Document text:
▽
Posts Tagged ‘wisdom’

22nd October
2015
written by Michelle

  
I am 33 today and despite my daughter’s concern that I am getting “older” I feel a deeply grateful. Maybe there is a certain wisdom and perspective that comes each year. I’d like to think I am little wiser, a little less controlling and a bit more joyful than I was at 23. And I hope I can say the same 10 years down the line. 

Birthdays can be gentle invitations to gratitude, but also painful reminders of what you have lost or what you would have hoped to have. I remember a dear friend telling me how hard it felt to celebrate another year by herself. She was 32 and what she really had hoped for was a birthday surrounded by a husband, a life-long partner. 

I have another sweet friend whose own mom died to cancer before she finished elementary school. She once told me, I would give anything to be able to celebrate my birthday with the one who gave birth to me.

 I am not sure what’s tougher, birthdays without loved ones who have died or birthdays without someone you had hoped to love.

 When you’re a woman who struggles with infertility a birthday is yes, another year of life, but also a painful reminder of a life that you so deeply want to hold, but cant. One friend described each passing year of hoping to be pregnant as “a heaviness that keeps growing in your heart, while nothing grows in your womb.”
△
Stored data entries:
▽
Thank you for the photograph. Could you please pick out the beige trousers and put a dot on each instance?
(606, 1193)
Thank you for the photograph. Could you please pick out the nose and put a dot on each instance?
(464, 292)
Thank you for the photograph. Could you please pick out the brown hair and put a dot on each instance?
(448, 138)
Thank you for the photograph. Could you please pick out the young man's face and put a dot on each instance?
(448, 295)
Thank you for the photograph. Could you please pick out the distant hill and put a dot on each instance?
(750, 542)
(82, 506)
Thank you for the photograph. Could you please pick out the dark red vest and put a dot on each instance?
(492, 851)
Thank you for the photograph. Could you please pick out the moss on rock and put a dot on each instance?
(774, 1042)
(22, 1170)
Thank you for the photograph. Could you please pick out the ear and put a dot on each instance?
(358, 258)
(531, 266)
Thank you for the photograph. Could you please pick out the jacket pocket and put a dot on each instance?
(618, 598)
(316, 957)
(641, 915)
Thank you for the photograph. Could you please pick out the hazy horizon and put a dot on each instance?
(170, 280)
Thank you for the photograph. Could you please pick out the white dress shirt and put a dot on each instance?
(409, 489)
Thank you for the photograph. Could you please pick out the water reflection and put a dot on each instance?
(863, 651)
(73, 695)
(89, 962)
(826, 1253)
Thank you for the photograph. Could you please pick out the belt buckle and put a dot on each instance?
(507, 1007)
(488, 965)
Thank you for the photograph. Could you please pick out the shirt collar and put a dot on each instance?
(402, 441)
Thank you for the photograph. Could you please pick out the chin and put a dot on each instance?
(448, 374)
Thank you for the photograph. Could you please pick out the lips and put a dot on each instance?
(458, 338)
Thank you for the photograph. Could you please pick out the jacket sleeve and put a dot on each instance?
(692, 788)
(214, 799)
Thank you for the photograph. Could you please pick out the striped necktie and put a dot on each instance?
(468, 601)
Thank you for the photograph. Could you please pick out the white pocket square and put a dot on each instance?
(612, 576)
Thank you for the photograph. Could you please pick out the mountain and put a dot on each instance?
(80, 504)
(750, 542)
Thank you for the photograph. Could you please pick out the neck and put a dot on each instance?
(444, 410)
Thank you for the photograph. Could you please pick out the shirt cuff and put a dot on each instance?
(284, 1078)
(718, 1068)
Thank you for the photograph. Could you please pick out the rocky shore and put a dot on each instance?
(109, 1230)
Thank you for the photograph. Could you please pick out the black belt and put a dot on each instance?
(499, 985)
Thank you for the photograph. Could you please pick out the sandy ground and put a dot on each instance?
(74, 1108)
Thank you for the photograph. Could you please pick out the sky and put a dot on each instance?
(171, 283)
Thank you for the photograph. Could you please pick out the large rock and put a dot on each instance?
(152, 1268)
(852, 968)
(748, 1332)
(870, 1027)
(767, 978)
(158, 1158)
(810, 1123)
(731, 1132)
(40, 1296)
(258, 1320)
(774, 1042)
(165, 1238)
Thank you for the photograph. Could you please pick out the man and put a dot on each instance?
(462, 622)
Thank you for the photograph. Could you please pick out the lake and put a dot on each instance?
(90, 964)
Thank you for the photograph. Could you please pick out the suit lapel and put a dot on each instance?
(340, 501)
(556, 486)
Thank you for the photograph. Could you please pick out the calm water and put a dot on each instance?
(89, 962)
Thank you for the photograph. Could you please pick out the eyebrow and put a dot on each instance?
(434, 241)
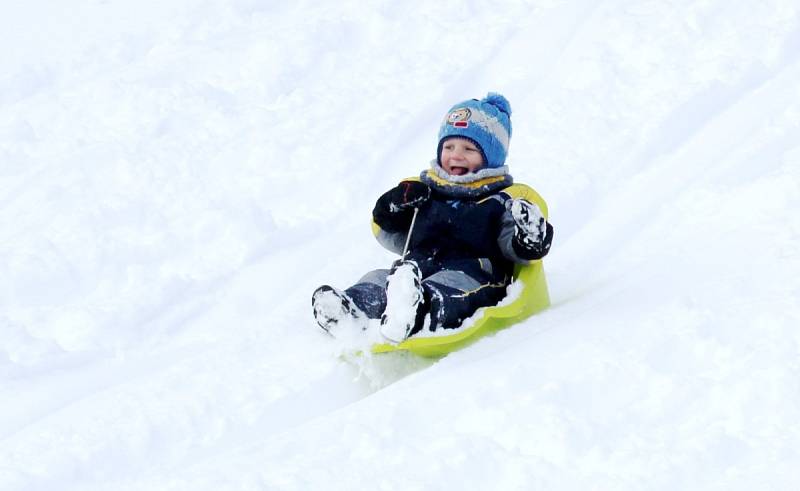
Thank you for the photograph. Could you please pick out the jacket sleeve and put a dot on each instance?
(511, 240)
(390, 228)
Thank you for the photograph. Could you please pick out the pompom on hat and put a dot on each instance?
(487, 122)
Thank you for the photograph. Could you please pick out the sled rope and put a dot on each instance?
(410, 230)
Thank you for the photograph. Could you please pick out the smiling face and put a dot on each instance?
(460, 156)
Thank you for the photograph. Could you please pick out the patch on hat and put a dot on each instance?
(459, 117)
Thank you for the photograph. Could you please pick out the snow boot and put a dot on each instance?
(333, 310)
(405, 300)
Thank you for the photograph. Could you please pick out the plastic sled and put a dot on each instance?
(533, 298)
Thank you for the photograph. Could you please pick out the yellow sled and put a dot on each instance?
(533, 298)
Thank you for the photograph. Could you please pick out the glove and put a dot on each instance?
(531, 227)
(392, 211)
(407, 195)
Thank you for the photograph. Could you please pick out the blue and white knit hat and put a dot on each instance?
(487, 122)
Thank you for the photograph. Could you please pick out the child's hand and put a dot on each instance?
(530, 222)
(408, 194)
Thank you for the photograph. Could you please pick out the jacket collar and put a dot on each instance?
(472, 185)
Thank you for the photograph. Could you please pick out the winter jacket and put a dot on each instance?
(466, 218)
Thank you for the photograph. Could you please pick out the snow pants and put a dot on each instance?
(453, 290)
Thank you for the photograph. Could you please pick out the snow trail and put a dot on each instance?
(177, 178)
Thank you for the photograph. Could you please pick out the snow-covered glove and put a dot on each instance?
(532, 232)
(392, 211)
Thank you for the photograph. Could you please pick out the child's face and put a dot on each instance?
(460, 156)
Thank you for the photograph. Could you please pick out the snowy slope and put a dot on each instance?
(177, 177)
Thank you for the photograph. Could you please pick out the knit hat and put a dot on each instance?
(487, 122)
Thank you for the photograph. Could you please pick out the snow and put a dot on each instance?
(177, 177)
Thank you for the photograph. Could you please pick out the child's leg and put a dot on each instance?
(454, 295)
(369, 294)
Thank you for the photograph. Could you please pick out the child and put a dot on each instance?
(464, 225)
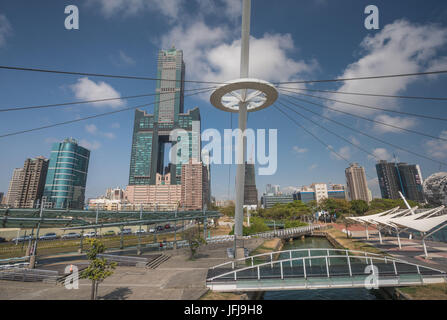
△
Work task 1:
Answer these questions from the birthday post:
(a) How old is the writer on the day of the post?
(b) How old was the friend who found it hard to celebrate another year by herself?
(c) When did the other friend's mom die?
Work task 2: From the birthday post, output the stretch from "Birthdays can be" through "a life-long partner.", copied word for word.
Work task 3:
Do these statements agree with the birthday post? Answer yes or no for each, and quote the words that decide it.
(a) The writer hopes to feel the same way ten years from now.
(b) The friend whose mom died of cancer lost her mom during high school.
(c) The writer is sure which kind of birthday is tougher.

Result 1:
(a) 33
(b) 32
(c) Before the friend finished elementary school

Result 2:
Birthdays can be gentle invitations to gratitude, but also painful reminders of what you have lost or what you would have hoped to have. I remember a dear friend telling me how hard it felt to celebrate another year by herself. She was 32 and what she really had hoped for was a birthday surrounded by a husband, a life-long partner.

Result 3:
(a) Yes: "And I hope I can say the same 10 years down the line."
(b) No: "whose own mom died to cancer before she finished elementary school"
(c) No: "I am not sure what’s tougher"